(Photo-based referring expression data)
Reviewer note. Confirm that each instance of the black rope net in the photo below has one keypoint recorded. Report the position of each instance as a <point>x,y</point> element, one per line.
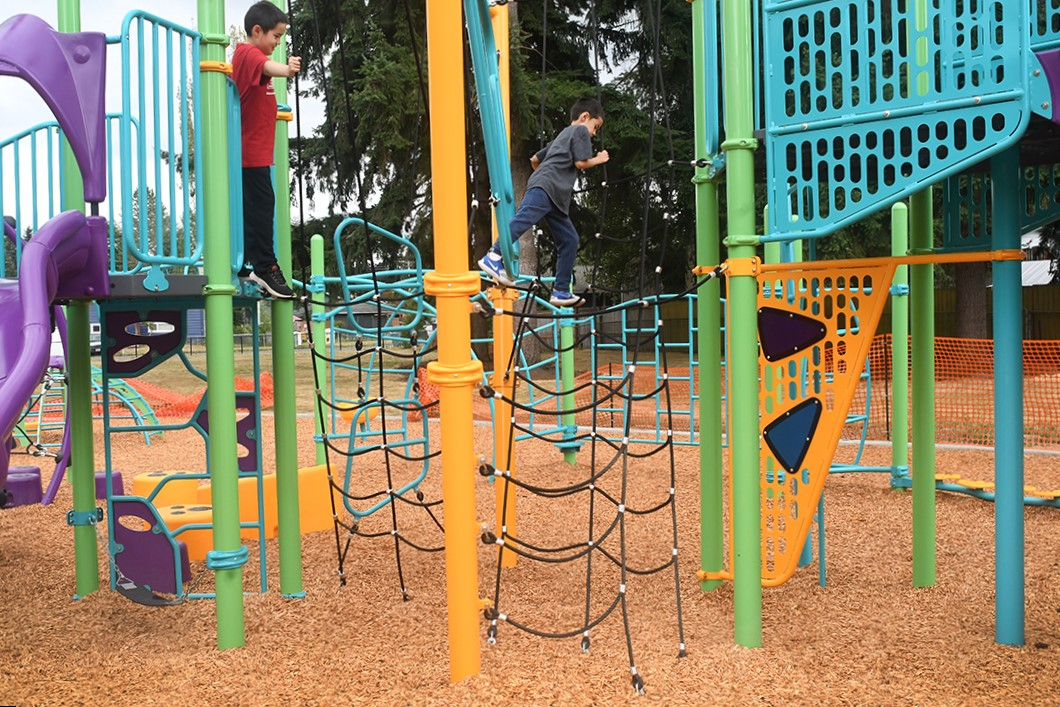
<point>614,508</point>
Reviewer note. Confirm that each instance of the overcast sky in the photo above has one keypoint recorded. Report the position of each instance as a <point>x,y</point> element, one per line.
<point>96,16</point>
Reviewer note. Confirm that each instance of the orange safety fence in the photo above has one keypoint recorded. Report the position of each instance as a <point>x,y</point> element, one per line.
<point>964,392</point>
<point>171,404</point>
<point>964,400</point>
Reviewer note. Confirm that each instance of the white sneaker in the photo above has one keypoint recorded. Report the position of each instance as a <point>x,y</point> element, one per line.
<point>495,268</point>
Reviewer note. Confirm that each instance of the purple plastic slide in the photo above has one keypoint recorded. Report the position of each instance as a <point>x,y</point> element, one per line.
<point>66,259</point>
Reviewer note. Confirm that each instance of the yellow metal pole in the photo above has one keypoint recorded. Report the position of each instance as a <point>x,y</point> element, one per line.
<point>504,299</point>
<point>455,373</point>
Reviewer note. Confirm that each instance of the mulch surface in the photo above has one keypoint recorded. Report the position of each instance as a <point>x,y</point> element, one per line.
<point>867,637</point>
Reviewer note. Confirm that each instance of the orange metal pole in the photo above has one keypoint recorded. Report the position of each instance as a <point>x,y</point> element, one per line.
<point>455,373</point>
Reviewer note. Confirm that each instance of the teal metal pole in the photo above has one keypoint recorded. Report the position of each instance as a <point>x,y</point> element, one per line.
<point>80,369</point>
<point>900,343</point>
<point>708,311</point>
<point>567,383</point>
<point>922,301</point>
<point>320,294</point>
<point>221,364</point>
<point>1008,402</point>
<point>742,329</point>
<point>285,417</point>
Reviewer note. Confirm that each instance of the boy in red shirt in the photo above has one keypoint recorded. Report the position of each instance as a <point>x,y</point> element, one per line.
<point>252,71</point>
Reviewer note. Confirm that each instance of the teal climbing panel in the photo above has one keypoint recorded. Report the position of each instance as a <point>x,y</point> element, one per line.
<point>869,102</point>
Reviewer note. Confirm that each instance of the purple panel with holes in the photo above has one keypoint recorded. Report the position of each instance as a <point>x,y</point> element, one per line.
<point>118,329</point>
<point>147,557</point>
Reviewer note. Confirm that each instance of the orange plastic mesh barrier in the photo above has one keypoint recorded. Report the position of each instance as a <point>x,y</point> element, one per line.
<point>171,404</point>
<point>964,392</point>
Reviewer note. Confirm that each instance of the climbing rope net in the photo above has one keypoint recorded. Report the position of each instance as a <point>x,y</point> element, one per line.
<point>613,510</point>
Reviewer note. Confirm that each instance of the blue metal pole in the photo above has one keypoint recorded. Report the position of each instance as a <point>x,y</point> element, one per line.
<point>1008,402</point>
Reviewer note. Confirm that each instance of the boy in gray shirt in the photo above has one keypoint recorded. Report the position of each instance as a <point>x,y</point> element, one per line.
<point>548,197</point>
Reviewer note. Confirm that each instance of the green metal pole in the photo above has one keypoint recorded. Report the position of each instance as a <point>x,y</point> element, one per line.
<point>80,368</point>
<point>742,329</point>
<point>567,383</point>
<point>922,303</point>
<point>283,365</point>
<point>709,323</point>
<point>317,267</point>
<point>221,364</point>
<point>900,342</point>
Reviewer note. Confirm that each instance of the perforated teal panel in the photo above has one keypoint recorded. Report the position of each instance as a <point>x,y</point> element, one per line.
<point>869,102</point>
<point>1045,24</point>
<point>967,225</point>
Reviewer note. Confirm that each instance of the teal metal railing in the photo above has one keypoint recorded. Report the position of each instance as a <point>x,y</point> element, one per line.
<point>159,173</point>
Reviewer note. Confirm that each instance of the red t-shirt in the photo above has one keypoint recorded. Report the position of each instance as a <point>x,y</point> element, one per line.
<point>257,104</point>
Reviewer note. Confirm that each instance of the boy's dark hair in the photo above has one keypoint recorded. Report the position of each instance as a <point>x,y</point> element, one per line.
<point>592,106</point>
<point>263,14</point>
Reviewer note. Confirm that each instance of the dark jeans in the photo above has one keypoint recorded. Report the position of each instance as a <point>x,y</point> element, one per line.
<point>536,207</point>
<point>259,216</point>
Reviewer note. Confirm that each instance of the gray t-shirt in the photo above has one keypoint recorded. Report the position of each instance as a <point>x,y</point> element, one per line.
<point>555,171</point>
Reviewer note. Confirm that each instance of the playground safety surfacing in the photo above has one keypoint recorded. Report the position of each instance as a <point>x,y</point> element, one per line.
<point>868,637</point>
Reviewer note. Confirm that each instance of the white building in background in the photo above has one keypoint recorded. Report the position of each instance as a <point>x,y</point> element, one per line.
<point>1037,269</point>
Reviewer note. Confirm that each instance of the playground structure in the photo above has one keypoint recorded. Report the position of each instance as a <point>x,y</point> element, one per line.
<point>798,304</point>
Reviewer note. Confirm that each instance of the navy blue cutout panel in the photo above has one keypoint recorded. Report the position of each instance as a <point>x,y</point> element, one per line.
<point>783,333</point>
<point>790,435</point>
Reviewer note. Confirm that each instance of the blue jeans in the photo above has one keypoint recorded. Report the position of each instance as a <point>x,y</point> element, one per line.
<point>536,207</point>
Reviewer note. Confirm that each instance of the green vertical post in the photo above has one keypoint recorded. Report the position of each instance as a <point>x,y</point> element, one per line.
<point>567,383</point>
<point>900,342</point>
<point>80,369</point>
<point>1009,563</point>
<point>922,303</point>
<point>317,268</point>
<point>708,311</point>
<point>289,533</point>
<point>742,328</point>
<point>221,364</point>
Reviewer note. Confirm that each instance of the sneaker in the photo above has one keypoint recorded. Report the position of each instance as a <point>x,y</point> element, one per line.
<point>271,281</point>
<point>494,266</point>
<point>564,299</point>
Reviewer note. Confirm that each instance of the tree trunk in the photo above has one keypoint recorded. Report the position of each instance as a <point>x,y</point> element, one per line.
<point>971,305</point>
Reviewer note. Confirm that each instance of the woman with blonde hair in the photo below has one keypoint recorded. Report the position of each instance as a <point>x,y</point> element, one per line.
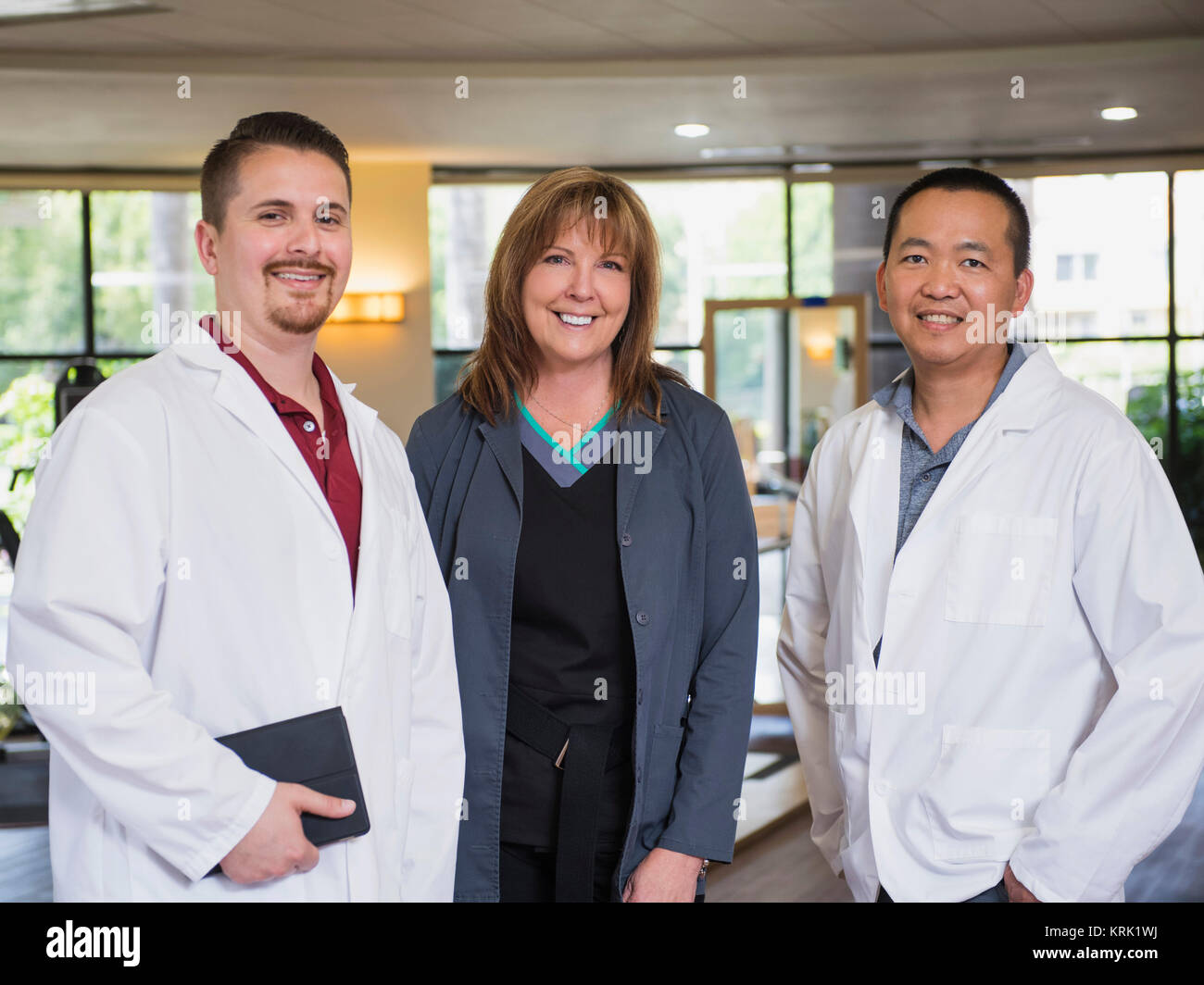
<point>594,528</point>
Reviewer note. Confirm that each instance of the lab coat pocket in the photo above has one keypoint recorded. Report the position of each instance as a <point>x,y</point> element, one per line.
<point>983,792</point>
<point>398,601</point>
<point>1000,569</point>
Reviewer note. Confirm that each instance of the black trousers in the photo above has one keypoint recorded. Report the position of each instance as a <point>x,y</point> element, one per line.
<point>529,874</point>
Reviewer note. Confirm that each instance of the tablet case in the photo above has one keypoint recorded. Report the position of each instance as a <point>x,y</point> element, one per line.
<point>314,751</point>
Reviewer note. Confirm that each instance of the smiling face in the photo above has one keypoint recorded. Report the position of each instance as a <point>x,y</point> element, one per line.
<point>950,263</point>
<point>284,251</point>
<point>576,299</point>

Exercise instructions: Your output must match the records word for word, apart from the images, which are left out.

Response:
Reviewer note. Confirm that each instance of the black rope net in the photo below has one keypoint recorded. Report the position of each instance as a <point>x,y</point> element, one per line.
<point>614,508</point>
Reviewer note. Confirm that each instance of the overcast sky in the photo above has one keypoint recorded. Report the position of each instance as a <point>x,y</point> element, one per line.
<point>96,16</point>
Reviewer note. Confirm that each instance of the orange safety fence in the photo above has one keypoint recorded. Report the position of each instance as a <point>x,y</point> element, one per line.
<point>964,392</point>
<point>171,404</point>
<point>964,400</point>
Reviewer note. Confirm that each instance of the white sneaker in the photo above has one keypoint recorded. Report the position of each instance as a <point>x,y</point> element, one per line.
<point>495,268</point>
Reviewer note. Confirm that each instance of the purple plastic slide in the photo above has one keypoint recorded. Report the position of each instance as a <point>x,y</point> element, one per line.
<point>66,259</point>
Reviewer note. Confirm that each instance of the yellow metal pole in the photo above has one keypoint recorded. Report the position of each instance as a <point>x,y</point> element, one per line.
<point>504,299</point>
<point>455,373</point>
Reviewer note. Confirm that each instance of the mulch surface in the photo above has one keypoint recorded. Report the position of each instance as a <point>x,y</point> element, one per line.
<point>867,637</point>
Reviewer note. Confirm that each instance of the orange metal pole in the photo above has one keypoint recorded. Report the position of each instance as a <point>x,y</point> element, one per line.
<point>455,373</point>
Reviewer note. Confirm that each instance of the teal metal pole in the photo above has one keypoint recorded. Report the position of each instance as a <point>x,y</point> element, one per line.
<point>80,369</point>
<point>900,343</point>
<point>708,311</point>
<point>567,383</point>
<point>922,301</point>
<point>320,294</point>
<point>221,364</point>
<point>1008,402</point>
<point>742,329</point>
<point>285,417</point>
Reviewer note. Confirm that each instance of the boy in red shirt in the photo above has one keypoint recorded. Report the position of each instance as a <point>x,y</point> element, one per line.
<point>252,71</point>
Reviewer note. Confirm that each instance of the teal climbing panel in the photo above has one keypoint recorded. Report the position of each instance as a <point>x,y</point> element, one per line.
<point>869,102</point>
Reviewer note. Confirm that each instance of the purple panel with holes in the photo above has one keypoint recorded. Report the position of each instance as a <point>x,y</point> element, one per line.
<point>118,329</point>
<point>147,557</point>
Reviewer note. Confirm that each instance of the orange plastic mesh barrier in the photo above has one keypoint recorded. Report the position of each instance as a <point>x,y</point> element, one per line.
<point>171,404</point>
<point>964,392</point>
Reviewer note. Confirm that each instance of the climbing rope net in the photo above has one keypoint recorded. Report the position of each instance as a <point>x,y</point> element, one per line.
<point>613,510</point>
Reviewer note. Confirm that each instance of the blue metal pole in the photo above has one keypoint recorded. Report the position of each instance as a <point>x,y</point> element, one per line.
<point>1008,402</point>
Reviewer note. Confirm that each instance of the boy in gray shirt in the photo above has one keypoint recorded. Report the position of each instance as a <point>x,y</point> element, one per line.
<point>548,197</point>
Reviewer note. Confirm that each instance of the green metal pole in the photo above has one keypoint recorded. Report the position of each instance as a <point>x,y</point> element, one per line.
<point>80,368</point>
<point>742,329</point>
<point>567,383</point>
<point>922,303</point>
<point>283,365</point>
<point>709,323</point>
<point>317,267</point>
<point>221,364</point>
<point>900,342</point>
Reviewer note. Confirm that each instance of the perforated teal panel in the photo above has one keypoint recorded. Report the position of each instance as a <point>x,y</point> element, one per line.
<point>869,102</point>
<point>1045,24</point>
<point>967,225</point>
Reviewer note. Confirm that each instance of the teal metal railing in the photo above has one keypoint recorded. Report the position of each instance as a <point>x,y</point> element, one per line.
<point>159,173</point>
Reviewer note. Confirm that each instance of the red t-shirt in the photo above has one keypoint recorded. Report the position of each instance as a <point>x,y</point> element, one per line.
<point>257,104</point>
Reviewer note. Confirm that each instance of the boy's dark hair in the photo above has one keypoint recorded. Report the position of each instance as a <point>x,y</point> element, one per line.
<point>592,106</point>
<point>263,14</point>
Reviewer note. Confirm that each instance of the dark jeans in the photo above has one keypoint recorded. Report the position of each instance as a <point>x,y</point> element, one per line.
<point>536,207</point>
<point>259,216</point>
Reviewer note. Confirm that each instance of the gray t-shirt in the photo above has one keypoint recorded. Report the position of each instance as a <point>x,y</point> element, one per line.
<point>555,171</point>
Reviewer note. Confirm that each instance of the playground safety surfacing in the photo above has one keypoint recorded. Report the position of each instance as a <point>x,y</point> element, one per line.
<point>868,637</point>
Reviewer note. Confirm that each instance of the white building in background in the photo above has one keypoint recorded. Report the position of each instance as a <point>x,y</point> element, one per line.
<point>1037,269</point>
Reviewer note. Confirm that each instance of the playground structure in the photo above has one keypoint recorded. Report the position of each instance as a <point>x,y</point> element, one per line.
<point>798,304</point>
Reviewer note. Confirm that each instance of the navy blue cutout panel in the photo above has one keypoint recorded. Report the position of each instance as a <point>x,y</point> element, one per line.
<point>783,333</point>
<point>790,435</point>
Reviewer note. Confirm that each instance of the blue jeans in the photo above has one keypoint recorded. Report the position of each instance as a <point>x,y</point> element, one per line.
<point>536,207</point>
Reviewer note. Confirm that each instance of the green vertical post in the photo above has one keypoint recorded. Report the position of each instance as a <point>x,y</point> element, one per line.
<point>567,383</point>
<point>900,342</point>
<point>80,369</point>
<point>1009,563</point>
<point>922,303</point>
<point>317,268</point>
<point>708,311</point>
<point>289,533</point>
<point>742,328</point>
<point>221,364</point>
Reviewer note. Confirm that each instance of the sneaker in the photo above has one keypoint recorded. Report the position of each instance as a <point>x,y</point> element, one per line.
<point>271,281</point>
<point>494,266</point>
<point>564,299</point>
Reviewer note. Confirm that each instance of the tree trunk in the photo above has one keypoint recorded. Report the position of each instance as a <point>x,y</point> element, one per line.
<point>971,305</point>
Reviewer note. Confirm that each instance of the woman with blonde hair in the photo below has one keypoint recorded. Report the position of each instance as a <point>x,y</point> element, one per line.
<point>594,528</point>
Reviewer note. Confirm that each instance of the lab coat pocket in the photo above has one keypoint recorded. Report the position of each instance as a <point>x,y</point> element, one per line.
<point>983,792</point>
<point>398,601</point>
<point>1000,569</point>
Reviewer note. Confirm that each instance of the black trousers in the photo above has one keypoint recorded. Report the position of each instance as a <point>x,y</point> element, one per line.
<point>529,874</point>
Reviewer note. Confirm that each instance of the tablet case in the photo above has one keypoint recorded. Report the position of each instance as a <point>x,y</point> element, one per line.
<point>314,751</point>
Reviewer note. Confirm that each instance of the smiling face in the photo above has one keypoint recorded. Report the position of each instance as a <point>x,y</point> element, one per line.
<point>950,263</point>
<point>284,251</point>
<point>576,299</point>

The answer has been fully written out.